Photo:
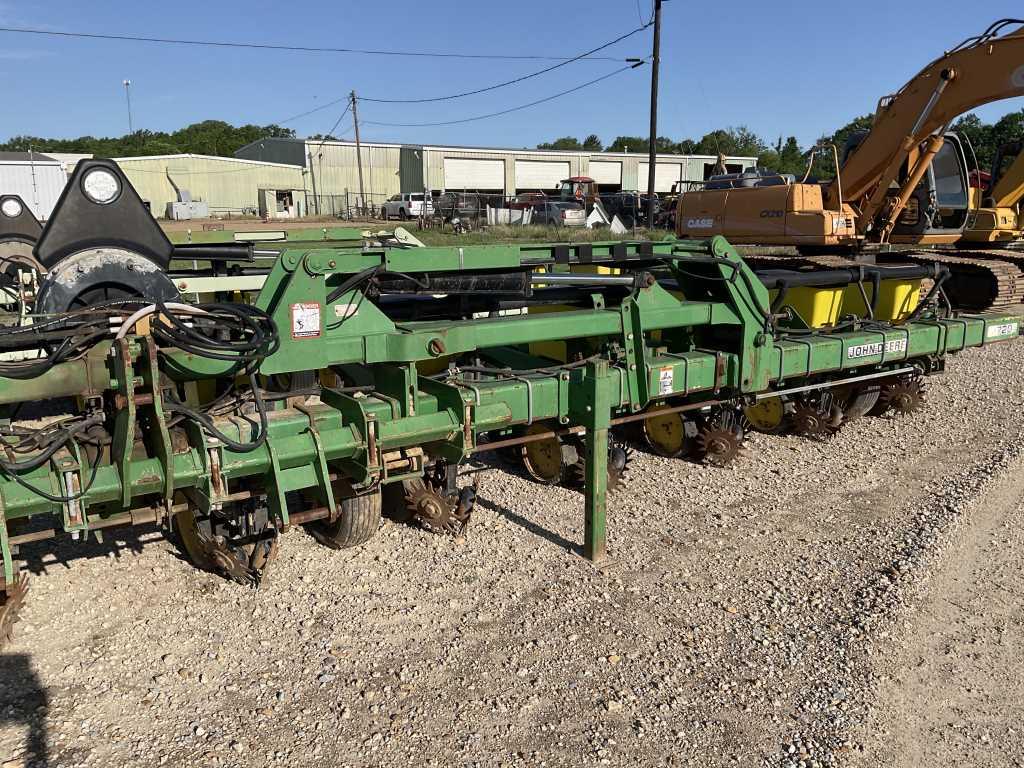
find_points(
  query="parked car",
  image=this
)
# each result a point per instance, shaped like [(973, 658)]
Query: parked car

========

** Task requirements **
Your answer must be the line holding "# each result" and every later line of the entries above, written out exactly, and nothing else.

** Response to the task **
# each result a point per instance, shaped like [(973, 658)]
Query: parked car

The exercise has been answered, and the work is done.